● What to do: Copy the data below word for word, from the line containing "Pretty please, detect the white sneaker in" through the line containing "[35,53,108,299]", including both of those lines.
———
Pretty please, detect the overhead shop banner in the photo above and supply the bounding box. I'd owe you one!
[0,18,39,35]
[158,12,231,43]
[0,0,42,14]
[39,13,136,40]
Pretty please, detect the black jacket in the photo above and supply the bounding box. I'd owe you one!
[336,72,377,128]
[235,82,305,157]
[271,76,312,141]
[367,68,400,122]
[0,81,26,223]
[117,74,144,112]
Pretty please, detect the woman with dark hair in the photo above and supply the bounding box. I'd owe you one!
———
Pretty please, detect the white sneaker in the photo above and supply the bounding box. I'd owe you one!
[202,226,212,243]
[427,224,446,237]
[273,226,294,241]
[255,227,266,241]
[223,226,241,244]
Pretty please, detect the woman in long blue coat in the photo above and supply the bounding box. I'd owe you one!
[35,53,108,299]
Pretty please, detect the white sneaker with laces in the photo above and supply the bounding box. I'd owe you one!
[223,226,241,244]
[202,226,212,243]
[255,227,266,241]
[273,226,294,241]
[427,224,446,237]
———
● Problem solution:
Pretty please, detect the white sneaker in the photo above and supply the bounding box. I'd owe you one!
[202,226,212,243]
[427,224,446,237]
[273,226,294,241]
[255,227,266,241]
[223,226,241,244]
Pretty please, detect the woman in long blue coat in the photo above and supply the bounding box. I'd owe you one!
[35,53,108,299]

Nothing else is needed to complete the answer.